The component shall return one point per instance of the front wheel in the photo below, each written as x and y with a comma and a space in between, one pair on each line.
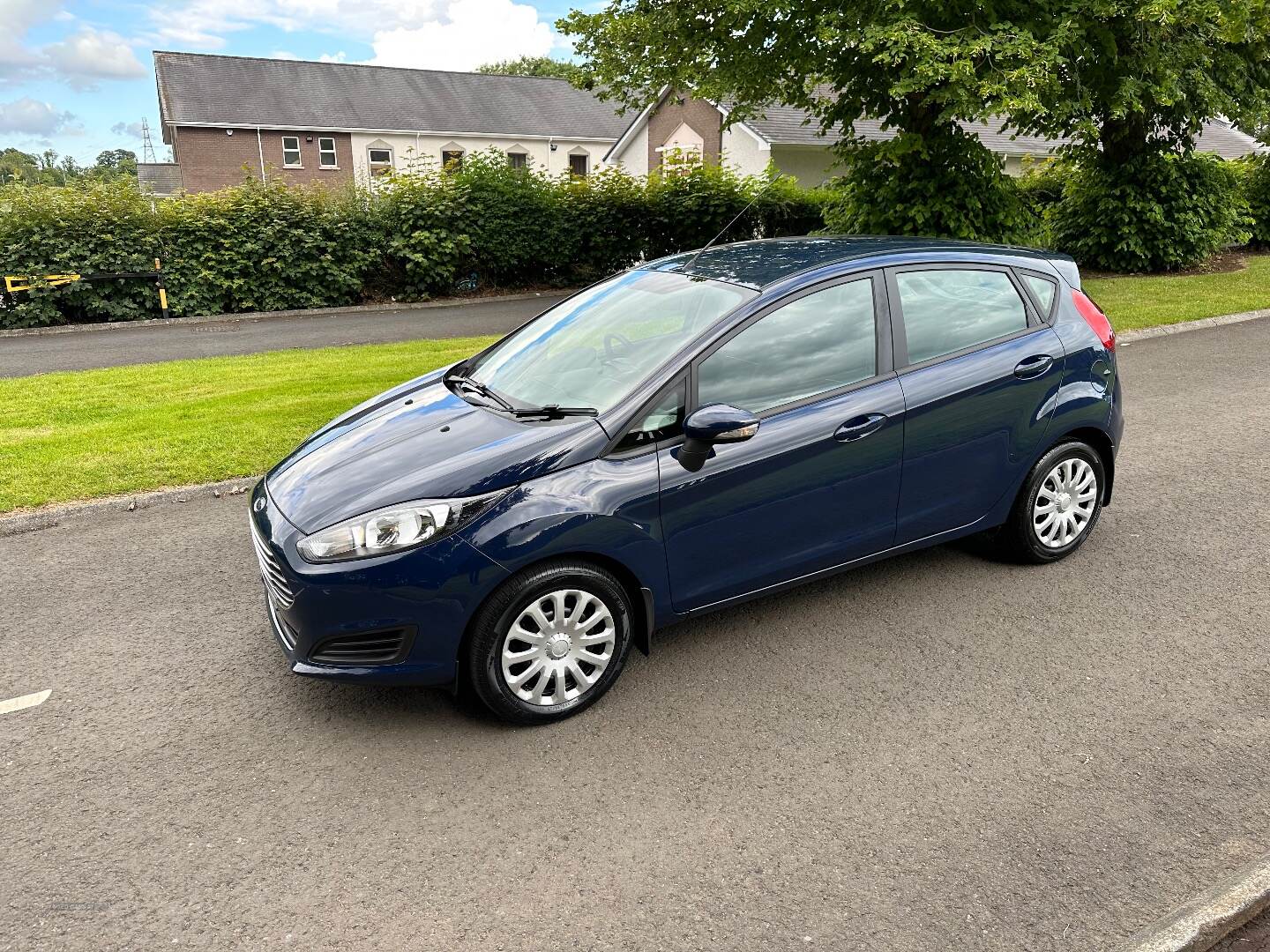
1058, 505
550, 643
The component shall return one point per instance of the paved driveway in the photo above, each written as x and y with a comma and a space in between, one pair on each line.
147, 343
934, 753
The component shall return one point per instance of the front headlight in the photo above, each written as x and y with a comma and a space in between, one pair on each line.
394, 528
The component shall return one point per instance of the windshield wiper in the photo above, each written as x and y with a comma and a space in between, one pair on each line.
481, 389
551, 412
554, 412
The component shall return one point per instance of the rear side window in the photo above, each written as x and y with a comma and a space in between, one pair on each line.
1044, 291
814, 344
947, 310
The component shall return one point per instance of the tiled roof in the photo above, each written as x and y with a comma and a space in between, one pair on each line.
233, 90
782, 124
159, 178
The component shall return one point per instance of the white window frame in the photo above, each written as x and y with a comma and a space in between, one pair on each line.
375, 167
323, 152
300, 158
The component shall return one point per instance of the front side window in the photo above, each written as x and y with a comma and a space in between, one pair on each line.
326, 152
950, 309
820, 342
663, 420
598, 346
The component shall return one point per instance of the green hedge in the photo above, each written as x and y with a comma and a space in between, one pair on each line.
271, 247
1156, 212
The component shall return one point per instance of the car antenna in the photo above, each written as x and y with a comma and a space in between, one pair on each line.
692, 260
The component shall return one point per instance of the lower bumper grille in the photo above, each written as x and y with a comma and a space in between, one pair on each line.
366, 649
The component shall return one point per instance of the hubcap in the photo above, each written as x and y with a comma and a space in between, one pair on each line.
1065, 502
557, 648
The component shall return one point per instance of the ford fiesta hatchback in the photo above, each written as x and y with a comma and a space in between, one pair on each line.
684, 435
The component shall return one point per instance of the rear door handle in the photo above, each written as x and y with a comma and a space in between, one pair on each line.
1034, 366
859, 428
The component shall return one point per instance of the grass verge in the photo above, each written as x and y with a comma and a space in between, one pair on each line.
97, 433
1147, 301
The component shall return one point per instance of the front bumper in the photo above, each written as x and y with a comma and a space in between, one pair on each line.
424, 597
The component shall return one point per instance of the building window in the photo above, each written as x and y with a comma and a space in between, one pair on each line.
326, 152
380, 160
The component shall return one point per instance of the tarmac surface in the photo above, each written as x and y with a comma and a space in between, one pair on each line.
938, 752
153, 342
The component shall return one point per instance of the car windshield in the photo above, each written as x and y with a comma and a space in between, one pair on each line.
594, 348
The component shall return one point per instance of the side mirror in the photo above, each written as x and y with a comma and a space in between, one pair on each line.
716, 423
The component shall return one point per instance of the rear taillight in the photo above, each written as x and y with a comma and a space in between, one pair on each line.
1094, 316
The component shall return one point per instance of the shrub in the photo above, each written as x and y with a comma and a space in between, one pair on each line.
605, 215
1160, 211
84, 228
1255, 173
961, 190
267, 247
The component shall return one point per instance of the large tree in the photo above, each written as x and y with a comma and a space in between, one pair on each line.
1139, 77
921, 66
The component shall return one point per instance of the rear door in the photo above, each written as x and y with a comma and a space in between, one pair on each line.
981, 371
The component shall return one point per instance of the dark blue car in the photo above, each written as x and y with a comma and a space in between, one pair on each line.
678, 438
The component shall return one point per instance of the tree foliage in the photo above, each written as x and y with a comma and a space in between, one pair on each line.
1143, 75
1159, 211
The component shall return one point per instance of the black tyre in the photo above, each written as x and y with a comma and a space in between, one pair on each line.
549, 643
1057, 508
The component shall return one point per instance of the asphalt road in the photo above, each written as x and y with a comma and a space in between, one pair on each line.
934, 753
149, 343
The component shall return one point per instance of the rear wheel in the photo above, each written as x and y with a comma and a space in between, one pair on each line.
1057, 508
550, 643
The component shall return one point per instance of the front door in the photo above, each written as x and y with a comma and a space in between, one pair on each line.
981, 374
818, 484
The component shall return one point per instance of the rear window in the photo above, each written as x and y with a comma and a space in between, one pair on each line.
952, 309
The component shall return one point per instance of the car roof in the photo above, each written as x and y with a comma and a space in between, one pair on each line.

What the exercise asks ->
Repeat, without changes, every line from the one that contains "The component shall return one point per instance of the tree" through the final line of the data.

The completed task ->
The component shall return one point per instance of the tree foliage in the photo above, each written as x and y with a comma and a space in between, one pair on each line.
1143, 75
1159, 211
The component shall return one point per instance of the black tyre in the photo above, each written as x and y with a comma and a space in between, one pair on each line.
549, 643
1057, 508
The component shall return one point per instance of the asphalt road in the photo above, each written as x and y with a comma and a space in between, one pair on each line.
934, 753
149, 343
The component shall return one point per instance of the rear wheel in the photo above, each written as x and y with a comma and a space in between, one pair on each line.
1057, 508
550, 643
The component shall return one point per instance of the front door in the photo above, each written as x and y with a comma and a space in between, one pair on each line.
981, 374
818, 484
The component shall return one point per instance of the rear window in the photo above, each written as x and y with a comma and a space in between, one pair on each line.
952, 309
The component shall return one point per instance of the car roof in the photo above, each written as x and y with a comma and a space in between, one pair on each line.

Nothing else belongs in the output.